* [Information supplied]:
┄┄┄┄┄┄

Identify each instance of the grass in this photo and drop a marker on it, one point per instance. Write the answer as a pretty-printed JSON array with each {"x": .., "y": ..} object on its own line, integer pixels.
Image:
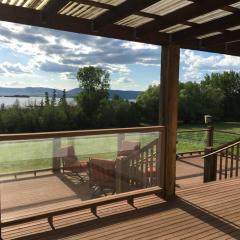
[
  {"x": 197, "y": 140},
  {"x": 16, "y": 156}
]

┄┄┄┄┄┄

* [What this task involves]:
Output nothing except an exact copy of the records above, with the images left out.

* [Solution to the problem]:
Identify each instance of the grass in this photo and drop a marker on it, one point per instance. Write the answer as a pretty-printed JSON array with each {"x": .., "y": ..} object on its own line, integer pixels.
Image:
[
  {"x": 197, "y": 140},
  {"x": 16, "y": 156}
]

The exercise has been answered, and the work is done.